▶ **Quoted text**
# Transmission lines to radiator



## bkellis1 (Jun 30, 2009)

I'm in the process of swapping transmissions in my 67 Lemans. I'm putting a turbo 400 in it. My question is related to the tranny lines going to the radiator - which line goes to which side of the radiator? Both lines are on the bottom of the radiator, so does the driver side line from the radiator go to the top or bottom line into the tranny?


----------



## ylwgto (Oct 27, 2009)

pretty sure it does not matter functionally, it's just being routed to cooling source. My hard lines make it pretty obvious which one goes to where on the radiator, but if yours are the same length just do what's is easiest and looks the cleanest.


----------



## GTOJUNIOR (Aug 7, 2011)

I agree, 
However FWIW here is the parts book showing the Inlet line of trans ran to the PS of the rad.


----------



## bkellis1 (Jun 30, 2009)

It's not a question of how the lines connect to the radiator (those are still installed) but which line from the radiator goes into the top connector of the transmission? Does the drivers side go to the top connector, or does the passenger side line go to the top connector in the transmission? From what I read, the top connector on the tranny is the return line into the tranny from the radiator but I need to know which line from the radiator is supposed to be the return line (driver vs passenger of radiator)?


----------



## ylwgto (Oct 27, 2009)

don't think it matters, but on my 66 the passenger side line is routed into the lower inlet on my TH400


----------



## pontrc (Mar 18, 2020)

I imagine on the horizontal flows the input output matters more. I would not think so much on the vertical flow


----------



## Banjos (May 10, 2021)

If you plan to put in an additional tranny fluid cooler, then it is important to know which line is which depending on if you want the cooler before or after the radiator. The bottom connector pumps out the fluid to radiator/cooler and the top connection is the return line to the transmission. If your only relying on the radiator, then it shouldn't matter.


----------

▶ **Dataset entries**
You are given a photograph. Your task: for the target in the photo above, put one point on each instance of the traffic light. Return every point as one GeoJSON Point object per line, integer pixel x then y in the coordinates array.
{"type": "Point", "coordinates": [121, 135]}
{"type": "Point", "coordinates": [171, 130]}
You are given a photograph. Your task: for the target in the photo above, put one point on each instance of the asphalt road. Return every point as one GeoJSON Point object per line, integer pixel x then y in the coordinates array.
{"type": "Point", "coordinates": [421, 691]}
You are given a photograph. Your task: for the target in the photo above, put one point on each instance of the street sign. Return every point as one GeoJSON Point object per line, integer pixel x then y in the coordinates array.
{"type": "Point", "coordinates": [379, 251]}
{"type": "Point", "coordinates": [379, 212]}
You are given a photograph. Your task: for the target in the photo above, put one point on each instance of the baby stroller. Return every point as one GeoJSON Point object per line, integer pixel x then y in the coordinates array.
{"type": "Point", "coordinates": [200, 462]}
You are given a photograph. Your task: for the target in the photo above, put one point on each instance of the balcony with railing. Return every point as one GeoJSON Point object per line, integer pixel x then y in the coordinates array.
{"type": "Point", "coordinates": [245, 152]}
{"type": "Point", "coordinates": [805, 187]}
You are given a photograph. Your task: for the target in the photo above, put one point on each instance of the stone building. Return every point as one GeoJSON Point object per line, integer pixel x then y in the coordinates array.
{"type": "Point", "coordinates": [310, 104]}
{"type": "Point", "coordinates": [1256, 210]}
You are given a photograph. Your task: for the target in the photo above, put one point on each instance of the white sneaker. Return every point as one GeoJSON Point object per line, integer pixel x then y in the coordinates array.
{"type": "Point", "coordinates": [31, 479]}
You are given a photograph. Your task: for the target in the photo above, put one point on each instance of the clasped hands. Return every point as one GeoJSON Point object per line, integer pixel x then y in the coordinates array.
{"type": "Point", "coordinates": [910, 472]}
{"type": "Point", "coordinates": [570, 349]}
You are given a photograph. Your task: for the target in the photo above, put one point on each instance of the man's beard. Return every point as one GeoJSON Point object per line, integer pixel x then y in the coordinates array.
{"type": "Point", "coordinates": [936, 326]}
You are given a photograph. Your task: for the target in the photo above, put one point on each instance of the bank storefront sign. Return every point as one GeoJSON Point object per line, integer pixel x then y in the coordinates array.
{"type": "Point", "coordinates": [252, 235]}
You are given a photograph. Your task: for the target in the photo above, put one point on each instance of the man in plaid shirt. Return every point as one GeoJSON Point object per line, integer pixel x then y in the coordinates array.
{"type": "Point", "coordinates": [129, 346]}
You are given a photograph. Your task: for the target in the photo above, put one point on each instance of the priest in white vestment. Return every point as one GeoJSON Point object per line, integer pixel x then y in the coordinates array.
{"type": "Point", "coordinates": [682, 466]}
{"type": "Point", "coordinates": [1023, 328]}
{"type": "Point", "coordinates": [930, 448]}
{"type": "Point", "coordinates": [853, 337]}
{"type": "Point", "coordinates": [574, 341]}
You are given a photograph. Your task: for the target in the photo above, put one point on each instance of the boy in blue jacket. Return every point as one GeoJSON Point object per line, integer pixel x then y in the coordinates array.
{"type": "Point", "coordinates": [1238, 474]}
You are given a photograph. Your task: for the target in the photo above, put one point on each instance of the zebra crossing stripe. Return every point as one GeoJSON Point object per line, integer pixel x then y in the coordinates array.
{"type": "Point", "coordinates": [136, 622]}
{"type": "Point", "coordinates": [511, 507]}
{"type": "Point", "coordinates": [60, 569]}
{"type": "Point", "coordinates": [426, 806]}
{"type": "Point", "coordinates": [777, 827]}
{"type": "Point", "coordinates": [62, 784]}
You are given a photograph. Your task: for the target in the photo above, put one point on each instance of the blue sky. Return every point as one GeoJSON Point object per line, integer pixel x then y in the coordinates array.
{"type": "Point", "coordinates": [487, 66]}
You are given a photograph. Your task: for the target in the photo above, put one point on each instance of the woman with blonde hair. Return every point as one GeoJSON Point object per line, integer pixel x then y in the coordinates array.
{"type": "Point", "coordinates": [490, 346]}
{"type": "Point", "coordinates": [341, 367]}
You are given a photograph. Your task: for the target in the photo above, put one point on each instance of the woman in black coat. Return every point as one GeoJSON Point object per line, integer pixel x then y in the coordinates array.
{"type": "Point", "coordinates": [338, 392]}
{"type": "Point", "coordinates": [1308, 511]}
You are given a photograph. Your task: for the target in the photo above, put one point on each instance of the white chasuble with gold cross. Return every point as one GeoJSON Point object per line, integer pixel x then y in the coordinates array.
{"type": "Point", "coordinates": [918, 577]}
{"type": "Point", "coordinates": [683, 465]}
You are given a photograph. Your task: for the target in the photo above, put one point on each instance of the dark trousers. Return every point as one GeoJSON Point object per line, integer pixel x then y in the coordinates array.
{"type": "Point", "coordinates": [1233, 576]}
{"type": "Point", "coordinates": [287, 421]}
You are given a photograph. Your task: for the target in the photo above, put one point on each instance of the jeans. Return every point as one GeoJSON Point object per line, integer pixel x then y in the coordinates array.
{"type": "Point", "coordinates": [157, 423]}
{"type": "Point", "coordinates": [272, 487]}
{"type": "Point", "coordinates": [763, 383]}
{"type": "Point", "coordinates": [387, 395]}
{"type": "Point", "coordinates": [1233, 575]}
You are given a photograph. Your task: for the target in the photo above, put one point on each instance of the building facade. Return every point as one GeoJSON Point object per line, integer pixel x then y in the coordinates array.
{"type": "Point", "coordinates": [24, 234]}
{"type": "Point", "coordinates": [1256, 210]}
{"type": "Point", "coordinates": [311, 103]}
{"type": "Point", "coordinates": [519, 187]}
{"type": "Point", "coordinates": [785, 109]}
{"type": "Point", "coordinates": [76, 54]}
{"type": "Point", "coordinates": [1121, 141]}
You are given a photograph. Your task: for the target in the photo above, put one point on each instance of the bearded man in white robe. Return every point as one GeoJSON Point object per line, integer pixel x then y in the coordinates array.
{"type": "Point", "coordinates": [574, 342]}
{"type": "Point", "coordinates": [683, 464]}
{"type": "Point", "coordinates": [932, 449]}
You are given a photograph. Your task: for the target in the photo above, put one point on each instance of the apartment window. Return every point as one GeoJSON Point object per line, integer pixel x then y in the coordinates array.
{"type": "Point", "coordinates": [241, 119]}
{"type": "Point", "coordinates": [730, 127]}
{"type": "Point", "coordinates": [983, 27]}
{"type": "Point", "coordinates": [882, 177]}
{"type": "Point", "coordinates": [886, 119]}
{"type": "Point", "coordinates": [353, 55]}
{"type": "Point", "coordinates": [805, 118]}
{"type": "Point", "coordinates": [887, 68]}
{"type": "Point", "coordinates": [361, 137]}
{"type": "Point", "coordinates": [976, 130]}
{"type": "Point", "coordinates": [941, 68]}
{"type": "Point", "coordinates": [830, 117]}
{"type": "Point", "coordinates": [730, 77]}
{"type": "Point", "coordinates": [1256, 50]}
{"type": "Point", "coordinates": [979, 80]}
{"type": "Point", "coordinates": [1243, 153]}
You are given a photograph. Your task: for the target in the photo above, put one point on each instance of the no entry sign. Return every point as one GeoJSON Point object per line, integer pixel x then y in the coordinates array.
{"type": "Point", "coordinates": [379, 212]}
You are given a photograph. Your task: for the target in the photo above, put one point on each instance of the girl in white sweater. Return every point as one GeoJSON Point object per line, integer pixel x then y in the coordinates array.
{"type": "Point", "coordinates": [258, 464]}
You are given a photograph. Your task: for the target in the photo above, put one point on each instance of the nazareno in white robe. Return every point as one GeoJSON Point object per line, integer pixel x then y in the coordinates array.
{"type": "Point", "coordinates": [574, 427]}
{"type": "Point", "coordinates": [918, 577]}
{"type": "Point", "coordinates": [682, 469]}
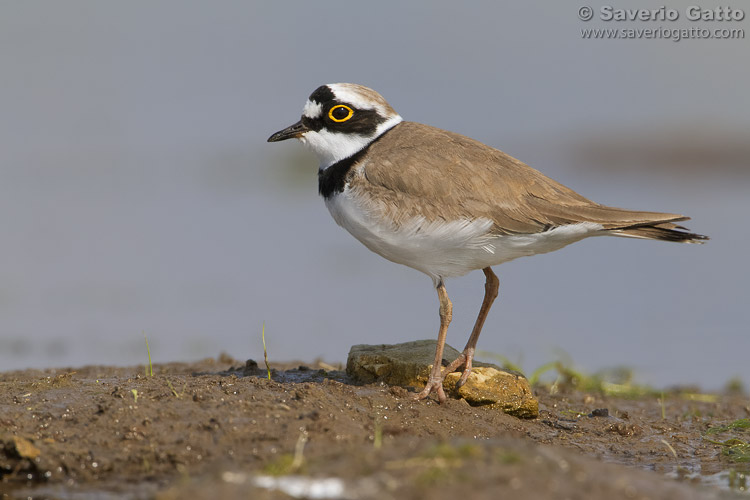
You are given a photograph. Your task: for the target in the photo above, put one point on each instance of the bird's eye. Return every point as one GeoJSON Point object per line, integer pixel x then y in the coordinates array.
{"type": "Point", "coordinates": [340, 113]}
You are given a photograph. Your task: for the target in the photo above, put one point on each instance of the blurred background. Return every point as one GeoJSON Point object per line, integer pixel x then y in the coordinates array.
{"type": "Point", "coordinates": [138, 193]}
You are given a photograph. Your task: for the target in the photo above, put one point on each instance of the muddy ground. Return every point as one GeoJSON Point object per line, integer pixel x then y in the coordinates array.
{"type": "Point", "coordinates": [216, 429]}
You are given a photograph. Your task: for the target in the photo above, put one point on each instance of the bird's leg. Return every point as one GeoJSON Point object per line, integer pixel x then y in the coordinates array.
{"type": "Point", "coordinates": [435, 382]}
{"type": "Point", "coordinates": [467, 356]}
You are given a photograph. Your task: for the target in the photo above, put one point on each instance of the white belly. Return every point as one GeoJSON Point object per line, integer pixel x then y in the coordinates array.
{"type": "Point", "coordinates": [444, 249]}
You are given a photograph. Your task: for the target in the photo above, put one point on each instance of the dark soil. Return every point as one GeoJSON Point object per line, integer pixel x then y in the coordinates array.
{"type": "Point", "coordinates": [217, 429]}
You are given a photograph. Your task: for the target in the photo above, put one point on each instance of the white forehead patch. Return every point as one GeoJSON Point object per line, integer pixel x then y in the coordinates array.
{"type": "Point", "coordinates": [312, 109]}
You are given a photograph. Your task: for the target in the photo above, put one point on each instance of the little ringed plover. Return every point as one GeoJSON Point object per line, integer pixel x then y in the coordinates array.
{"type": "Point", "coordinates": [445, 204]}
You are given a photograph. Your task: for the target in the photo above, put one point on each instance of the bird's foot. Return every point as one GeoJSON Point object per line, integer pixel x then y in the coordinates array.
{"type": "Point", "coordinates": [434, 384]}
{"type": "Point", "coordinates": [464, 359]}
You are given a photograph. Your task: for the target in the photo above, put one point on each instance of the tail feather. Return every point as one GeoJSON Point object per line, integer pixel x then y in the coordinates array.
{"type": "Point", "coordinates": [665, 231]}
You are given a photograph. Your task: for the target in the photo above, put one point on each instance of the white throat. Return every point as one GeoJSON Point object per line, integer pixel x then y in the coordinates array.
{"type": "Point", "coordinates": [332, 147]}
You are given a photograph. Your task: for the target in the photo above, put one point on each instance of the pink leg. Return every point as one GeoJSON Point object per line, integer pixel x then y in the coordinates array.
{"type": "Point", "coordinates": [467, 356]}
{"type": "Point", "coordinates": [435, 382]}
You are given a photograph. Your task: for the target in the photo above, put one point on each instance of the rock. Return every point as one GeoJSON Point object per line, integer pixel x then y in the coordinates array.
{"type": "Point", "coordinates": [409, 364]}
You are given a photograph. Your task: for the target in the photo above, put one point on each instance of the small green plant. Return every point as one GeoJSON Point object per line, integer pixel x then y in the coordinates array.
{"type": "Point", "coordinates": [663, 407]}
{"type": "Point", "coordinates": [742, 424]}
{"type": "Point", "coordinates": [734, 448]}
{"type": "Point", "coordinates": [176, 394]}
{"type": "Point", "coordinates": [149, 367]}
{"type": "Point", "coordinates": [377, 441]}
{"type": "Point", "coordinates": [265, 352]}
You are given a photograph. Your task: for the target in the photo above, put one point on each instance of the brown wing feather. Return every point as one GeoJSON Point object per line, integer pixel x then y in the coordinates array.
{"type": "Point", "coordinates": [422, 170]}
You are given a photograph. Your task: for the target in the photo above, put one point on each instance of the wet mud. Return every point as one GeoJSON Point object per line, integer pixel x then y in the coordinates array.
{"type": "Point", "coordinates": [221, 429]}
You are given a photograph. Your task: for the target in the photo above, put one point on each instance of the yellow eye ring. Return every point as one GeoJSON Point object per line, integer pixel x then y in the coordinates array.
{"type": "Point", "coordinates": [350, 113]}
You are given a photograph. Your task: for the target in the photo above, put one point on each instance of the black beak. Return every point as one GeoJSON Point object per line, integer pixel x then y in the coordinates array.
{"type": "Point", "coordinates": [290, 132]}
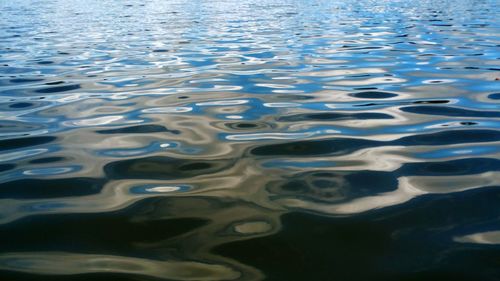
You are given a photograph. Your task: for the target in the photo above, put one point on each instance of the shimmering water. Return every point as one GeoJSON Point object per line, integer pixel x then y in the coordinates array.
{"type": "Point", "coordinates": [249, 140]}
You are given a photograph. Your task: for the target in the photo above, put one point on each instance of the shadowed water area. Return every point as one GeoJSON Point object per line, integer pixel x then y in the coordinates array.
{"type": "Point", "coordinates": [249, 140]}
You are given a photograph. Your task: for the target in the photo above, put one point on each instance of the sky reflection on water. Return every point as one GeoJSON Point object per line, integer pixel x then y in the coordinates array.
{"type": "Point", "coordinates": [249, 140]}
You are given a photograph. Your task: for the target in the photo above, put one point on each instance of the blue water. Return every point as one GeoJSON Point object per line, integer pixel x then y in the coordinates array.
{"type": "Point", "coordinates": [249, 140]}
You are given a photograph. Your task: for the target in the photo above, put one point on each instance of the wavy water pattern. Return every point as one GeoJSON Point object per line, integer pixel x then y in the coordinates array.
{"type": "Point", "coordinates": [249, 140]}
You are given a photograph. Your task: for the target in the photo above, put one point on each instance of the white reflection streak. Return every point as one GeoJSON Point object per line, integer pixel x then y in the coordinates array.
{"type": "Point", "coordinates": [62, 263]}
{"type": "Point", "coordinates": [487, 237]}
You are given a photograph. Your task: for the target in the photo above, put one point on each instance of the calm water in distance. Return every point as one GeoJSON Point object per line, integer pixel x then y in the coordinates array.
{"type": "Point", "coordinates": [249, 140]}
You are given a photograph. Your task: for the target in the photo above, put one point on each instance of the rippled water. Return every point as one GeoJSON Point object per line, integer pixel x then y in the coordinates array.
{"type": "Point", "coordinates": [249, 140]}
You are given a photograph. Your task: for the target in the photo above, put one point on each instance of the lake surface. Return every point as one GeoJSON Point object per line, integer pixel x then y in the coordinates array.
{"type": "Point", "coordinates": [249, 140]}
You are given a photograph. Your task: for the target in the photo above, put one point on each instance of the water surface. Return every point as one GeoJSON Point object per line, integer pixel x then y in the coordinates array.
{"type": "Point", "coordinates": [249, 140]}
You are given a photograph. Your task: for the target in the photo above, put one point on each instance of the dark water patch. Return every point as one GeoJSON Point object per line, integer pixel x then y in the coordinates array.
{"type": "Point", "coordinates": [431, 101]}
{"type": "Point", "coordinates": [333, 186]}
{"type": "Point", "coordinates": [140, 129]}
{"type": "Point", "coordinates": [46, 160]}
{"type": "Point", "coordinates": [21, 105]}
{"type": "Point", "coordinates": [449, 111]}
{"type": "Point", "coordinates": [451, 137]}
{"type": "Point", "coordinates": [54, 83]}
{"type": "Point", "coordinates": [88, 233]}
{"type": "Point", "coordinates": [7, 167]}
{"type": "Point", "coordinates": [340, 146]}
{"type": "Point", "coordinates": [451, 168]}
{"type": "Point", "coordinates": [24, 142]}
{"type": "Point", "coordinates": [54, 188]}
{"type": "Point", "coordinates": [373, 95]}
{"type": "Point", "coordinates": [163, 168]}
{"type": "Point", "coordinates": [58, 89]}
{"type": "Point", "coordinates": [243, 126]}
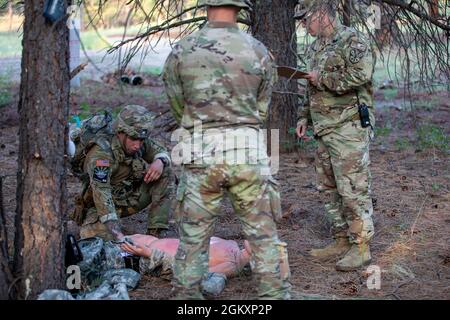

▶ **Task instructions**
a) According to the forum thread on transmission lines to the radiator, which transmission is being installed in the 67 Lemans?
b) Report only the number of lines in the records that contain the string "building", treating uppercase and lowercase as different.

▶ **Answers to the exercise**
a) A turbo 400.

b) 2